● **Material provided**:
%%

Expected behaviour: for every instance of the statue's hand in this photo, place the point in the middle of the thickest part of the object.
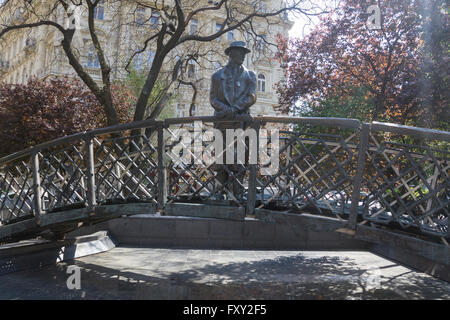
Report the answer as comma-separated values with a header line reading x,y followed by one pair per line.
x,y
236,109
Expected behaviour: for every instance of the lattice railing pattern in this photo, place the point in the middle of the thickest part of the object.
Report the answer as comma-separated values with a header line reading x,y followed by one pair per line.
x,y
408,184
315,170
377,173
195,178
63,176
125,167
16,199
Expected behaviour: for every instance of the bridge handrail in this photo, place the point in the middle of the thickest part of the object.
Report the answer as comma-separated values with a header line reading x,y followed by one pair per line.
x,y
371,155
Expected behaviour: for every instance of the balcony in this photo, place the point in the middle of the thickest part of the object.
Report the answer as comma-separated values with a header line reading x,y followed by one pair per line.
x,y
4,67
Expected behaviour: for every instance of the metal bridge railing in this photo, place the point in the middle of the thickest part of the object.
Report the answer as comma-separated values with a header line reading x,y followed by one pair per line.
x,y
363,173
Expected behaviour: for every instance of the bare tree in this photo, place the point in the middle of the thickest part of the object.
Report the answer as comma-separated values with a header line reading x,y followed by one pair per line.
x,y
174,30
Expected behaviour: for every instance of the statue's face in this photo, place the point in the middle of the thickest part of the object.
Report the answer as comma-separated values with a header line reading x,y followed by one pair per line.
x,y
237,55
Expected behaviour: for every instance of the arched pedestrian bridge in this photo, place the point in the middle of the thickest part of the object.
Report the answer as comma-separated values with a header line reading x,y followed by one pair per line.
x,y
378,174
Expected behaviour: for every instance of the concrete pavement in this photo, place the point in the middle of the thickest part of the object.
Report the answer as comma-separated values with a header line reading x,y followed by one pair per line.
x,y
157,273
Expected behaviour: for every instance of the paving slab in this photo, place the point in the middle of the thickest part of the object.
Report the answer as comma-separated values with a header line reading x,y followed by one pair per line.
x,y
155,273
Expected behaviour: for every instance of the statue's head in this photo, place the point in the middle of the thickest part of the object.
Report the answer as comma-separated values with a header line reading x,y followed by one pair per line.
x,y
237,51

%%
%%

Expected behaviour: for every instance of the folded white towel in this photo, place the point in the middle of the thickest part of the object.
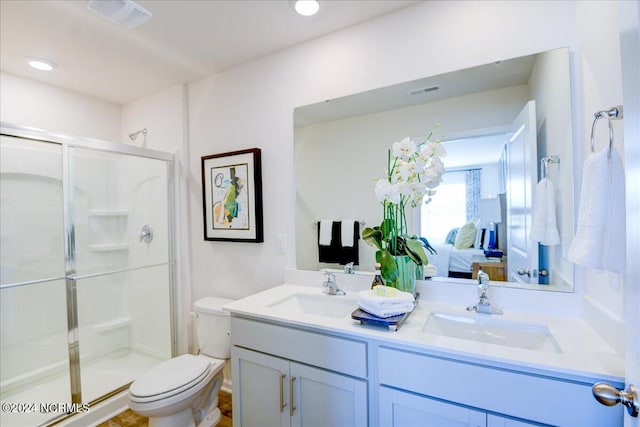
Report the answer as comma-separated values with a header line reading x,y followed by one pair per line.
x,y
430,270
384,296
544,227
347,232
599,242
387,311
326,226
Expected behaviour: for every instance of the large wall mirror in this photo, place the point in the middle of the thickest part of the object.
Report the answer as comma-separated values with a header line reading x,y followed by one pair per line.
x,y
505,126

%%

● **Work to complete**:
Return every line of the records above that contains the string "bridge". Treat the match as case-sensitive.

● **The answer**:
Expected behaviour: for every instance of the bridge handrail in this photo, place the point in the middle of the thickest part of the object.
Expected behaviour: for every instance of the metal bridge railing in this photo, place the point in the middle of the thickest part of the object.
Expected behaviour: for every instance of the arched pedestrian bridge in this photo, place the point in the middle of the thickest part of the object.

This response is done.